PASSAGE TO READ.
>>>

The rain finally got here as I was heating up some spaghetti puttanesca for my lunch, well it was the easier than the original version as no cooking is required: put a little virgin olive oil in the bottom of a heatproof dish add thinly sliced garlic, olives stuffed with anchovy chopped, a teaspoonful of drained capers, any fresh herb in reach +/-, tomatoes tinned or fresh Place a blob of left over spaghetti on top and microwave until the pasta is hot, stir, eat. It beats a cheese sandwich. I’m not sure I’d serve to anyone but really close friends, i.e. those who know better than to complain.
Apologies to those blog readers who like beautiful things, today I have painted dying leaves it’s a bit of a thing with me at this time of the year. I think they are lovely but they are also decaying. They are decaying after a job well done. Think Whistlers mother.
The bright red patches on the pear leaves occur every year, they are some sort of gall, on the back of the leaf there are lots of little spikes behind the red patch.
#132 a painting a day by Alison Warner on her lemon a day art blog
Sibenik apples and pears – a painting a day
Sibenik reworked #2 (#116)
size 6 in x6 in 15cm x 15cm watercolour on heavy weight rag paper
Sibenik reworked #1 (painting a day #114) with minor alterations
size 6 in x6 in 15cm x 15cm watercolour on heavy weight rag paper
Wedding pictures have begun to trickle through on the e-mail, it looks like I habitually turn my back on the camera as there are only pictures of me from behind! The boys are in some shots which is good.

<<<

WHAT YOU WILL DO.
1. Please extract everything from "The rain finally" down to "Think Whistlers mother." in the blog post.
2. According to the blog post, what is on the back of a pear leaf behind each bright red patch?
3. Using the blog post, explain why the lunchtime spaghetti puttanesca is easier to make than the original version.
The material that comes next has no connection to the blog post.

DATA SHOWN.
>>>

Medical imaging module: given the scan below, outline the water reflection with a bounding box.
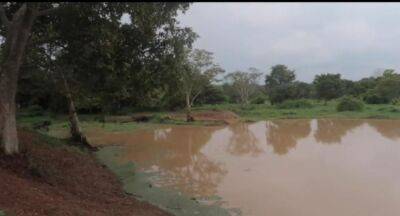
[314,119,363,144]
[368,119,400,140]
[266,120,311,155]
[227,123,263,156]
[91,126,226,196]
[91,119,400,216]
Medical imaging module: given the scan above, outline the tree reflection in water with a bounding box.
[266,119,311,155]
[227,122,263,156]
[368,119,400,140]
[118,126,226,196]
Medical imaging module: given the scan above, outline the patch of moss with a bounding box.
[96,146,234,216]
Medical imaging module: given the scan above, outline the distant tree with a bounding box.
[342,79,358,96]
[0,2,194,154]
[265,65,296,104]
[375,69,400,102]
[313,73,343,102]
[180,49,225,121]
[225,68,261,104]
[289,81,313,99]
[197,84,228,104]
[265,65,296,89]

<<<

ANSWERS FOR THE TASKS.
1.
The rain finally got here as I was heating up some spaghetti puttanesca for my lunch, well it was the easier than the original version as no cooking is required: put a little virgin olive oil in the bottom of a heatproof dish add thinly sliced garlic, olives stuffed with anchovy chopped, a teaspoonful of drained capers, any fresh herb in reach +/-, tomatoes tinned or fresh Place a blob of left over spaghetti on top and microwave until the pasta is hot, stir, eat. It beats a cheese sandwich. I’m not sure I’d serve to anyone but really close friends, i.e. those who know better than to complain.
Apologies to those blog readers who like beautiful things, today I have painted dying leaves it’s a bit of a thing with me at this time of the year. I think they are lovely but they are also decaying. They are decaying after a job well done. Think Whistlers mother.

2. There are lots of little spikes.

3. It is easier because no cooking is required. The ingredients are layered in a heatproof dish with leftover spaghetti on top, and the dish is microwaved until the pasta is hot, then stirred and eaten.